## Task instructions
According to the text below on the Good Judgment Project, state how many people were studied and during which years.

## Source

○ ○ ○ ○ ○

Its aim? Well, to figure out what makes for good judgments. They focused on judgments about largely political questions—the outcomes of elections, wars and the like. But their insights are arguably generalizable to other contexts too (and I will write another blog post on this later). To this end, they studied 743 people who made over 150,000 forecasts from 2011 to 2013.

Each forecast was a probabilistic prediction about what would happen in the future, and the forecasters were then scored based on the probability that they attached to the actual outcome. For example, if you attached a 90% probability to Putin winning the 2012 Russian presidential election (which obviously happened), then you’d get a better accuracy score than if you assigned it, say, only a 60% probability.

Insights from the Good Judgment Project

Their project uncovered a few insights.

1. Not everyone is equally good at predicting the future

This by itself isn't all that surprising, but it's good to get a sense of how people vary in their abilities. This graph helps us do that:

It tells us how accurate the participants were, using a measure called the Brier score. A Brier score isn't always the easiest thing to understand immediately--so don't worry about it too much. But note that the lower the Brier score, the better. Perhaps think about it as a measure of your inaccuracy—how far your probability forecasts are from the truth. In that sense, you'd want it to be low.

○ ○ ○ ○ ○

## Entries shown
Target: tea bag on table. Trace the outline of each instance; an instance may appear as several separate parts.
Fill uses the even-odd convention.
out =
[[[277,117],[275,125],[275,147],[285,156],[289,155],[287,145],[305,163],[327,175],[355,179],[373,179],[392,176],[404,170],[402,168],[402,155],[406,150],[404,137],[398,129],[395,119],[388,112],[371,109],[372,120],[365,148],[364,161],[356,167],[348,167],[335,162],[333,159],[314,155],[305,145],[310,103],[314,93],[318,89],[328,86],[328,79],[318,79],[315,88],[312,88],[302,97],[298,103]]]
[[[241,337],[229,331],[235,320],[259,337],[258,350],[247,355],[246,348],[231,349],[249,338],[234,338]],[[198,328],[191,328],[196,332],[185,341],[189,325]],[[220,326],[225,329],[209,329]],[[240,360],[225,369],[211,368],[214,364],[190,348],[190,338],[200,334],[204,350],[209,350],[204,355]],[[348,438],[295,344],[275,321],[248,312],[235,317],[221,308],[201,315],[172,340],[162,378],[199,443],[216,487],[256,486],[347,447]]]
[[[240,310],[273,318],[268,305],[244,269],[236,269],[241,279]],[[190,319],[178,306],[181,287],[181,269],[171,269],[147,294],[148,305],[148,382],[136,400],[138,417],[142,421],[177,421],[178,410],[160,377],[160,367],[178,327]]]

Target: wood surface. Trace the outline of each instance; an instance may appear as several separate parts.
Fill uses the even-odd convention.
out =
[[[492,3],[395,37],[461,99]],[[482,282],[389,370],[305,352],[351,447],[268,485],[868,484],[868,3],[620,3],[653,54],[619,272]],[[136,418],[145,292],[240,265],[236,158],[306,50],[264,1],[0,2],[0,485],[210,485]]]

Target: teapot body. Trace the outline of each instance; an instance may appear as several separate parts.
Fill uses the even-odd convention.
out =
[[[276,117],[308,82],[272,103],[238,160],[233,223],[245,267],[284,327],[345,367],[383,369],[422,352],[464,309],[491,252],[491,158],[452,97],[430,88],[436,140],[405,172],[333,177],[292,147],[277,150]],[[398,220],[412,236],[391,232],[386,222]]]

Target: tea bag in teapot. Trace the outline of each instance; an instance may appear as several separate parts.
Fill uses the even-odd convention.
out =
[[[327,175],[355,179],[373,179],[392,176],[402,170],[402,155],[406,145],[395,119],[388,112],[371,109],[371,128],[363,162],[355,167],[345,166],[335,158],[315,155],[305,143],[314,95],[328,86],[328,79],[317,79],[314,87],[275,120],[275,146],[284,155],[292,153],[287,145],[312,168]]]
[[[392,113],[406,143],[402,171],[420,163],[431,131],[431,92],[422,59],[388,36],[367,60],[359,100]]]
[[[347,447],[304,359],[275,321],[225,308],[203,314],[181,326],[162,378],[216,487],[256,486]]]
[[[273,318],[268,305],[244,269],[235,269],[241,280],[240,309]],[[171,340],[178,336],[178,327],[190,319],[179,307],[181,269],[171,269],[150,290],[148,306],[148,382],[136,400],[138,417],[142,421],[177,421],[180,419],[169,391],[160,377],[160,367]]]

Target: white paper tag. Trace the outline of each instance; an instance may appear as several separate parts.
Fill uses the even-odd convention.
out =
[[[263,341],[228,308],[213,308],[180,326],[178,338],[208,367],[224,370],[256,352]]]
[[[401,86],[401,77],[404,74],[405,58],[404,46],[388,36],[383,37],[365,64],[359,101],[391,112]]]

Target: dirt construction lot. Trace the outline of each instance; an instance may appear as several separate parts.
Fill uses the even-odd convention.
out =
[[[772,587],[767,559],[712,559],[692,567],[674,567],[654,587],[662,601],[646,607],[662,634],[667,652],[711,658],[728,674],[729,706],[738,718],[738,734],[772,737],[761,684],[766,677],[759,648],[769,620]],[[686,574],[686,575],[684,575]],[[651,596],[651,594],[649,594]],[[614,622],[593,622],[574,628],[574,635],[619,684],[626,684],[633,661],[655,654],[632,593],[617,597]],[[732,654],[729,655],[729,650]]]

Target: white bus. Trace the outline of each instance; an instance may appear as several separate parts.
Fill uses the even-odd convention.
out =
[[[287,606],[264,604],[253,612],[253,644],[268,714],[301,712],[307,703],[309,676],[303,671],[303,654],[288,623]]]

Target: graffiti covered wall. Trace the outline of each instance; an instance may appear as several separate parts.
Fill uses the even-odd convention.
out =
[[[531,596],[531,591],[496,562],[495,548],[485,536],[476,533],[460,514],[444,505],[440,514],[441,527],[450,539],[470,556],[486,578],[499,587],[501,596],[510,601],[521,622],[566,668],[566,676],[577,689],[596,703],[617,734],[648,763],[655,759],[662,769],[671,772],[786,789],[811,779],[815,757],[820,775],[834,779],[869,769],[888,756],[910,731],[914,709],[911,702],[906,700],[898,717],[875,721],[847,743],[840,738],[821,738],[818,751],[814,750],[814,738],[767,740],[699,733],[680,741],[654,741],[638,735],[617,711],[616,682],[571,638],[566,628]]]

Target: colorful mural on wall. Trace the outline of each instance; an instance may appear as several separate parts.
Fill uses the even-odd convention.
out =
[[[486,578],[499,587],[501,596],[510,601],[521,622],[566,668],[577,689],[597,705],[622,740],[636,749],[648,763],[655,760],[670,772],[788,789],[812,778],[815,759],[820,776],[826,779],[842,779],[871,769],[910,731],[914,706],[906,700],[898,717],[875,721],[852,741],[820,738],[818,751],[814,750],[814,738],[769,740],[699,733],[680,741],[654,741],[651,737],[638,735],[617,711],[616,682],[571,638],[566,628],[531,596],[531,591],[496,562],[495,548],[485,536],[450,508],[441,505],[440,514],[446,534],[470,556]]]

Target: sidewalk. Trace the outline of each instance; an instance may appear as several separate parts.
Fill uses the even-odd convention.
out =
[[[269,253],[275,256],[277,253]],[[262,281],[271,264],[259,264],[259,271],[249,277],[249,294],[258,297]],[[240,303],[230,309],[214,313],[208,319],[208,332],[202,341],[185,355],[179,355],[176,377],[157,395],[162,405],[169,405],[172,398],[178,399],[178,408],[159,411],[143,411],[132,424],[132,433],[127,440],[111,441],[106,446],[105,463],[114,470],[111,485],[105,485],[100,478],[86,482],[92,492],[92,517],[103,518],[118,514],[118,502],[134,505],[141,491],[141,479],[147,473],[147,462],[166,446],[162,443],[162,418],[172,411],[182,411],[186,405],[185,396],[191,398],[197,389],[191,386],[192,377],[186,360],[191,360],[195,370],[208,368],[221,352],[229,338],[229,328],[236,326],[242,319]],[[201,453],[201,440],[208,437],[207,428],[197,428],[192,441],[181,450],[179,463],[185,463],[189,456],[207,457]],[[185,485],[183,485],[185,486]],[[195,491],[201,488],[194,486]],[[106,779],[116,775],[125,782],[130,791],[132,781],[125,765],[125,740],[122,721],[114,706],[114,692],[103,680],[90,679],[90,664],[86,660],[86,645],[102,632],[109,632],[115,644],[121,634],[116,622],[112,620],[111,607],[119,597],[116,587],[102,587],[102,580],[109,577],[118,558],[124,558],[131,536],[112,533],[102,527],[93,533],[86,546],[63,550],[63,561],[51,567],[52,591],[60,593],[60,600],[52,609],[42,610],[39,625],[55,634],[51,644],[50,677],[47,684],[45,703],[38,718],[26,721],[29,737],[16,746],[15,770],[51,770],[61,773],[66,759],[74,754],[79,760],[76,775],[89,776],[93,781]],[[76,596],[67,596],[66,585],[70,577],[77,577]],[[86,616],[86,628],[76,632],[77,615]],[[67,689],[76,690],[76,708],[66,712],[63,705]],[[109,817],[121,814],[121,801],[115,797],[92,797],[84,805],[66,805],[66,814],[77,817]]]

○ ○ ○ ○ ○

## Solution to this problem
743 people were studied from 2011 to 2013.